▶ **Aufgabenstellung**
Stelle die folgenden Einträge bitte vollständig als Markdown-Tabelle mit den Spalten „Nr.“ und „Eintragszeile“ dar, wobei jede Zeile eine fortlaufende Nummer erhält. Leerzeilen und Bilder lässt du in der Antwort weg.

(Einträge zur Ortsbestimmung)

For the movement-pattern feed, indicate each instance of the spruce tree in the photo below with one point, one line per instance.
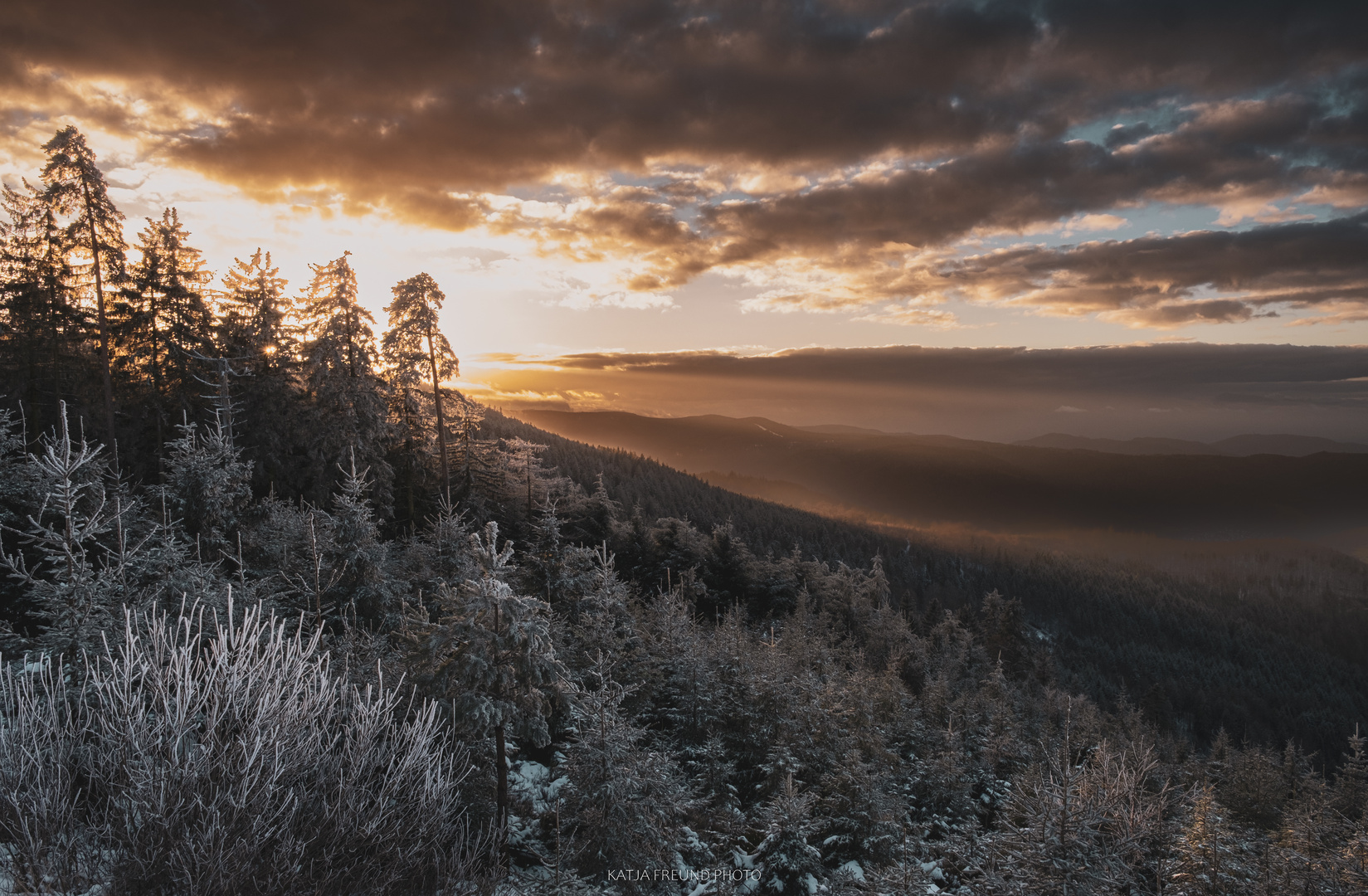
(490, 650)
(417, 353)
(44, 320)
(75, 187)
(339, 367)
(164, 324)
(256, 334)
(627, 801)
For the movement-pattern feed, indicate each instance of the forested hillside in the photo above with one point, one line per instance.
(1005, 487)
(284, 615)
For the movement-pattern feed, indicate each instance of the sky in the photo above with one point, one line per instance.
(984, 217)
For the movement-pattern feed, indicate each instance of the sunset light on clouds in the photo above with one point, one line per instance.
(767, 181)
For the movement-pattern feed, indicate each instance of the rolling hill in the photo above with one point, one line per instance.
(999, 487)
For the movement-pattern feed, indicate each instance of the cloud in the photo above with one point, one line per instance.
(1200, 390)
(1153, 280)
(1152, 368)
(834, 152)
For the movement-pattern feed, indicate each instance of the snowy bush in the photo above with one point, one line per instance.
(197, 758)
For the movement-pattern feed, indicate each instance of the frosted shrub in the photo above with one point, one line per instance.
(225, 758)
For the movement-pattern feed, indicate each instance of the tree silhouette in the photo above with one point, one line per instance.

▶ **Antwort**
| Nr. | Eintragszeile |
|---|---|
| 1 | For the movement-pattern feed, indicate each instance of the spruce tree in the photo below with one point, one line per instance. |
| 2 | (490, 650) |
| 3 | (417, 353) |
| 4 | (44, 320) |
| 5 | (75, 187) |
| 6 | (339, 367) |
| 7 | (164, 324) |
| 8 | (256, 334) |
| 9 | (627, 801) |
| 10 | For the movement-pattern feed, indicate each instance of the forested hillside in the photo above with one point, one line per instance. |
| 11 | (1005, 487) |
| 12 | (284, 615) |
| 13 | For the movement-pattern feed, indicate each instance of the sky in the photo above with one point, one line per instance. |
| 14 | (984, 217) |
| 15 | For the movement-pattern feed, indicate each instance of the sunset light on clouds in the photo above with one point, one line per instance. |
| 16 | (767, 181) |
| 17 | For the movement-pattern feed, indicate each instance of the rolling hill in the photo above with one point, one line per instance. |
| 18 | (999, 487) |
| 19 | For the movement-pattern feed, indicate each instance of the cloud in the photo above with one point, one line per instance. |
| 20 | (1200, 390) |
| 21 | (1153, 280) |
| 22 | (1152, 368) |
| 23 | (834, 152) |
| 24 | For the movement-pattern feed, indicate each instance of the snowy bush in the photo above with one point, one line per instance. |
| 25 | (197, 758) |
| 26 | For the movement-pattern feed, indicate each instance of the frosted shrub in the photo above with one point, one line per instance. |
| 27 | (225, 758) |
| 28 | For the movement-pattern feed, indicate each instance of the tree silhouette in the photo above with one point, one line per instance. |